BRIEF
Across the listing, the lines that include "bicycle" must be tallied and reported as a bare number.

DATA TO PROCESS
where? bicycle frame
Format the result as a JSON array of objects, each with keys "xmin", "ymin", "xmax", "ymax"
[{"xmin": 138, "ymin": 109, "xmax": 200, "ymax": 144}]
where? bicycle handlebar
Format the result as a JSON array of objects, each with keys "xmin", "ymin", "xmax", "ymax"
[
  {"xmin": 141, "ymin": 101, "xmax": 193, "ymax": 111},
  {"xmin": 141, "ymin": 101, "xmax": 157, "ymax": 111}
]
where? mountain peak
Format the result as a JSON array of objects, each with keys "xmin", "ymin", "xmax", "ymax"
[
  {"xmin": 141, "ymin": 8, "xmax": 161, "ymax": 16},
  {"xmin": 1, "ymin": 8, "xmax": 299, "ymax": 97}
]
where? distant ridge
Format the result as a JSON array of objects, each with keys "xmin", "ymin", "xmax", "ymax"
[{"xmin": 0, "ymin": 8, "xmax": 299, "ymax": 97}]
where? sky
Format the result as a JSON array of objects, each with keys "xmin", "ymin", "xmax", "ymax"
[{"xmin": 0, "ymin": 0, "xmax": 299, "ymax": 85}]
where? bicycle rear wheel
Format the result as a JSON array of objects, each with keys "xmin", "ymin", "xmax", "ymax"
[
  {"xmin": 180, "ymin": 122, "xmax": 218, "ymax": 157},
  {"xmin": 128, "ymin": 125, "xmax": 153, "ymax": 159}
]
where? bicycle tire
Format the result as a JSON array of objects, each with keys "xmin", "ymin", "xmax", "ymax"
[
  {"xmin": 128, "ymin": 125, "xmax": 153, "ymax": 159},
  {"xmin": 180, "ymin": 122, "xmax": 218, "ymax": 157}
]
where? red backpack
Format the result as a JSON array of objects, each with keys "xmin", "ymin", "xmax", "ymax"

TASK RESULT
4